• Stated problem
Reproduce the listing below word for word, leaving out the pictures.

======== Data for processing

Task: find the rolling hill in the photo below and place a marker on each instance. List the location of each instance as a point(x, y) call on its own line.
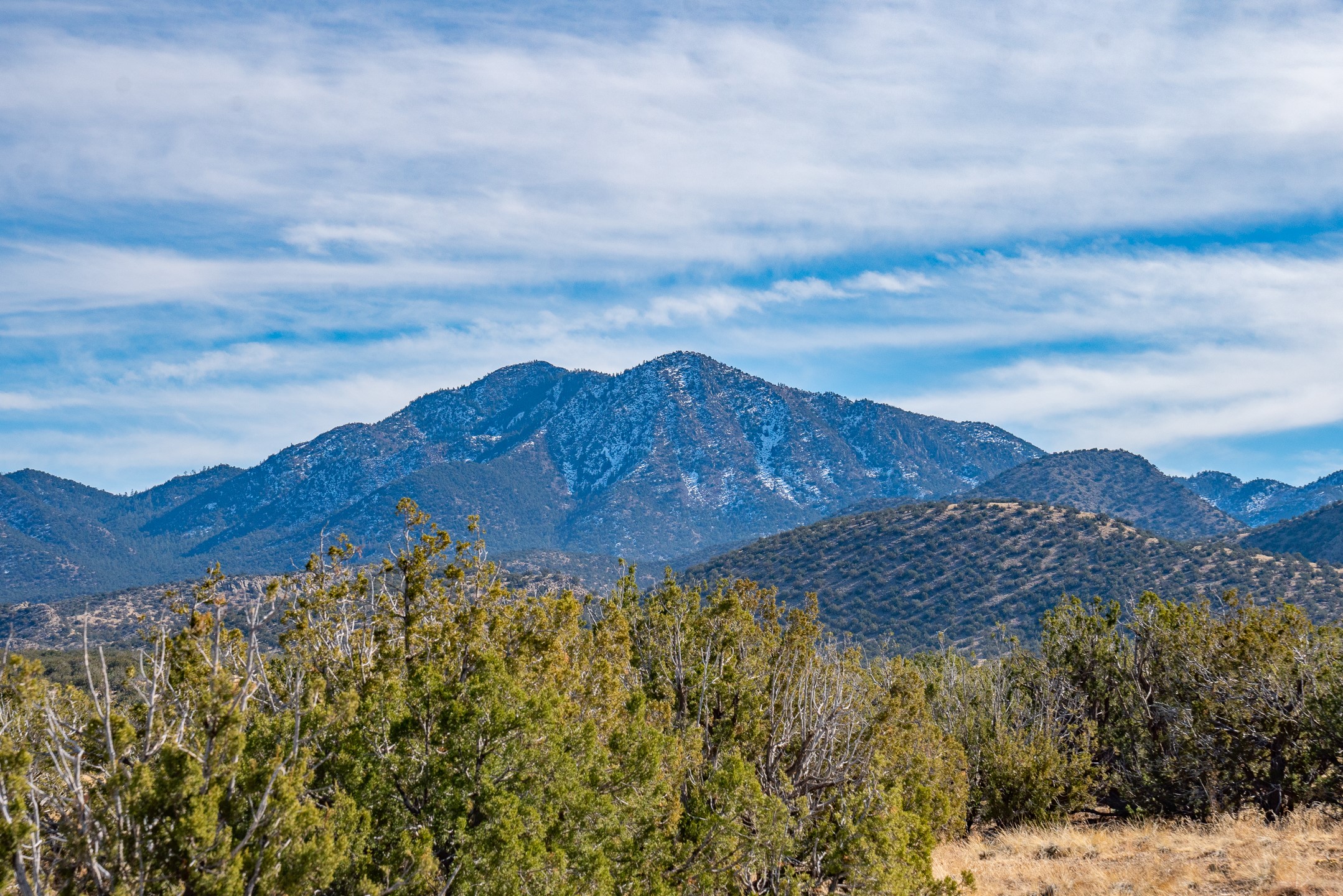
point(1316, 535)
point(1116, 483)
point(1265, 502)
point(672, 457)
point(915, 571)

================

• Completed task
Task: find the rolling hill in the photo below and place a marker on each instance. List the location of each instance as a point(x, y) call on its own line.
point(1316, 535)
point(1116, 483)
point(1265, 502)
point(672, 457)
point(915, 571)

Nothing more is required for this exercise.